### Exercise objective
Reproduce word for word the part of the post on mapping unused code positions to Unicode from "For example, in" to "a Unicode value.".

### Text

------------------------

Unused code positions and mapping to Unicode

From: Randy Williams (sasrsw@wnt.sas.com)
Date: Thu Aug 05 1999 - 19:42:08 EDT


What is the proper mapping to Unicode of unused characters in a legacy encoding?

For example, in Windows Cp1252-latin1 encoding, given the code position of 0x81:

 - It appears that notepad will map this to U+0081.
 - Nadine's book shows it mapped to U+FFFE.
 - Java seems to map it it U+FFFD.
 - The mapping tables on the FTP site have it listed as undefined and
   don't give a Unicode value.

I would think that U+FFFD is right. But if you do that then round-trip
conversion will not work if there are multiple unused characters in
the legacy encoding (and for Cp1252 and others there are multiple such
code postions). Doing what notepad did will solve that, but that seems
wrong since it is not that character in Unicode. I guess you could use the
private use area to map them to unique positions, but that does not seem right
either. And if I did use the private use area then other applications would
likely not handle on it properly when sent to them. And then what do I do
when the vendor later defines that code position, particularly when the vendor
decides not to give it a new name (as happened in some cases when the Euro
character was added)? I won't be able to tell if this is use of an unused
code postion or now use of that new character.

------------------------

### Supplied information
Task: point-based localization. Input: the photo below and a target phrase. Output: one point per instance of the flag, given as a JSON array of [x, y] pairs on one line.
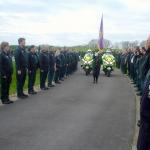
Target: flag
[[101, 36]]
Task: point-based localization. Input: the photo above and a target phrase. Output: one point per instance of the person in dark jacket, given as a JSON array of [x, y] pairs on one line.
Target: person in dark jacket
[[32, 68], [96, 68], [58, 67], [21, 67], [51, 70], [44, 65], [144, 133], [6, 70]]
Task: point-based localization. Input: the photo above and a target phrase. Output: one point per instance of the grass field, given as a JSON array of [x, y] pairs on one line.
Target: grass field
[[13, 83]]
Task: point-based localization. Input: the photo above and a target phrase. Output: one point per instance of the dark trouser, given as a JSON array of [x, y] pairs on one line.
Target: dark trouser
[[5, 86], [57, 74], [50, 76], [96, 75], [144, 137], [21, 81], [43, 76], [31, 80]]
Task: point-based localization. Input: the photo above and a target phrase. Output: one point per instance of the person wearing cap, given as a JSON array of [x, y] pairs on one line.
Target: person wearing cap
[[21, 67], [6, 70], [32, 68], [51, 70], [96, 67], [144, 132], [44, 65], [58, 67]]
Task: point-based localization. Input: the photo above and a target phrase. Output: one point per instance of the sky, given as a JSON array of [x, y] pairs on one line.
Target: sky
[[73, 22]]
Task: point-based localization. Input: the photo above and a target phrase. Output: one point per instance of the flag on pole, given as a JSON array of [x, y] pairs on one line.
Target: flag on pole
[[101, 36]]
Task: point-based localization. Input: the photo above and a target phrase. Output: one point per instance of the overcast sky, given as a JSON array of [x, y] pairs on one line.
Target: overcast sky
[[73, 22]]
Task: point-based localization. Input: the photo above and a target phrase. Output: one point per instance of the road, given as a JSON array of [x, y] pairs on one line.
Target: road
[[76, 115]]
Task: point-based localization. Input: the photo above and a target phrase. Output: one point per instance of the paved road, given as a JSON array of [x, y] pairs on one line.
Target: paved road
[[77, 115]]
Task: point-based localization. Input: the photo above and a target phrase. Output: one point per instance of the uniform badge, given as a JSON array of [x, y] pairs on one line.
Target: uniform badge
[[149, 92]]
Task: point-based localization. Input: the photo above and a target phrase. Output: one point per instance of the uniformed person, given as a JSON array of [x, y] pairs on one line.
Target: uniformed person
[[96, 67], [58, 67], [146, 64], [6, 70], [32, 68], [51, 70], [144, 133], [21, 67], [44, 66]]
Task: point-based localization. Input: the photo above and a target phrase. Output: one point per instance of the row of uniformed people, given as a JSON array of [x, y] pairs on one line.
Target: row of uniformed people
[[136, 63], [53, 66]]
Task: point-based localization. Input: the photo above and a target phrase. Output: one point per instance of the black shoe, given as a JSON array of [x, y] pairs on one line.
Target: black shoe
[[58, 82], [51, 85], [10, 101], [32, 92], [6, 102], [25, 95], [45, 88]]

------------------------

### Response below
For example, in Windows Cp1252-latin1 encoding, given the code position of 0x81:

 - It appears that notepad will map this to U+0081.
 - Nadine's book shows it mapped to U+FFFE.
 - Java seems to map it it U+FFFD.
 - The mapping tables on the FTP site have it listed as undefined and
   don't give a Unicode value.